- _To do_:
Faithfully repeat all of the records, as they are written below.

Records from a collection
+-------+

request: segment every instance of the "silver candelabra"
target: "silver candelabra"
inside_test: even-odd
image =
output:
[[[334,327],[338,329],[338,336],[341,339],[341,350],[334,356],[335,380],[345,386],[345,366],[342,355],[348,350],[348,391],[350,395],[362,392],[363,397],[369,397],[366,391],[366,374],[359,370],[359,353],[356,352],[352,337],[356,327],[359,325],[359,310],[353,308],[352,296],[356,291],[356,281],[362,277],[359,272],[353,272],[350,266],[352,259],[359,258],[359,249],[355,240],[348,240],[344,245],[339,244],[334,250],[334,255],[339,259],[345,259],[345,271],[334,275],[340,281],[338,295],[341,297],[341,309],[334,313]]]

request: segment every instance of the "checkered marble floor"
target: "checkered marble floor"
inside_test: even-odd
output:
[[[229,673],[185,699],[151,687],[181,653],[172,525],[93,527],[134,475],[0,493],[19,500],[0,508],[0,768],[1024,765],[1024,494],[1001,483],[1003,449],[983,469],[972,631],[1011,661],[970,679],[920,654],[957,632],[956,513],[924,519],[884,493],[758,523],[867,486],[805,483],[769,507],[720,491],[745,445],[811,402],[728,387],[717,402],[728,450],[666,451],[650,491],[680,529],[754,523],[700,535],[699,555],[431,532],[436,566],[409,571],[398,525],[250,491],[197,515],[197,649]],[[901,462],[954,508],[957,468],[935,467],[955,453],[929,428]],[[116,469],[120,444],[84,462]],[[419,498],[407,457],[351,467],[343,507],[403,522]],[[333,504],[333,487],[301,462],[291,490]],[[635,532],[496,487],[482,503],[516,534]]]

+-------+

- _Answer_:
request: segment every instance of the "silver candelabra"
target: "silver candelabra"
inside_test: even-odd
image =
output:
[[[334,327],[338,329],[338,336],[341,339],[341,350],[334,356],[335,380],[345,386],[345,366],[342,355],[348,350],[348,391],[350,395],[362,392],[363,397],[369,397],[366,391],[366,374],[359,370],[359,353],[356,352],[352,337],[356,327],[359,325],[359,310],[353,308],[352,296],[356,291],[356,281],[362,277],[359,272],[353,272],[350,266],[352,259],[359,258],[359,249],[355,240],[348,240],[344,245],[339,244],[334,250],[334,255],[339,259],[345,259],[345,271],[334,275],[340,281],[338,295],[341,297],[341,309],[334,313]]]

request: segment every instance of the "checkered marble floor"
target: "checkered marble floor"
inside_test: even-odd
output:
[[[229,673],[185,699],[151,687],[181,653],[172,525],[93,527],[134,475],[0,493],[19,500],[0,508],[0,768],[1024,765],[1024,494],[1001,483],[1003,449],[983,469],[972,631],[1011,661],[970,679],[920,654],[957,632],[956,513],[924,519],[884,493],[758,523],[867,486],[805,483],[769,507],[720,491],[745,445],[811,402],[728,387],[717,402],[728,450],[666,451],[650,491],[680,529],[754,523],[700,535],[699,555],[431,532],[436,566],[409,571],[398,525],[250,491],[197,515],[197,649]],[[901,462],[954,508],[957,468],[935,467],[955,453],[929,428]],[[116,469],[120,444],[84,462]],[[419,498],[407,457],[351,467],[343,507],[403,522]],[[333,504],[333,487],[301,462],[291,490]],[[635,532],[496,487],[482,503],[516,534]]]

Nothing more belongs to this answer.